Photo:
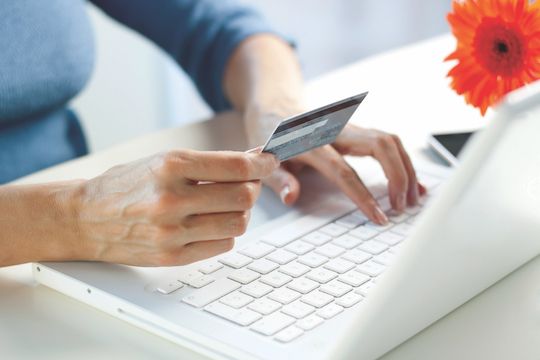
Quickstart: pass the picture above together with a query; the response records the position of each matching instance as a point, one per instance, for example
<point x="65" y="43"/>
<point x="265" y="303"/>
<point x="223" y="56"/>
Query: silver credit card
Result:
<point x="307" y="131"/>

○ ○ ○ ○ ○ ○ ○

= TO DO =
All that is needed is the data above, repeated exactly, without the pictures.

= PROBLEM SOLUTION =
Photo:
Quickstart: pass the picture above together with a query; the response records the position of each matching instance as a point, one per instance, for example
<point x="65" y="43"/>
<point x="265" y="303"/>
<point x="223" y="56"/>
Query: silver credit card
Result:
<point x="307" y="131"/>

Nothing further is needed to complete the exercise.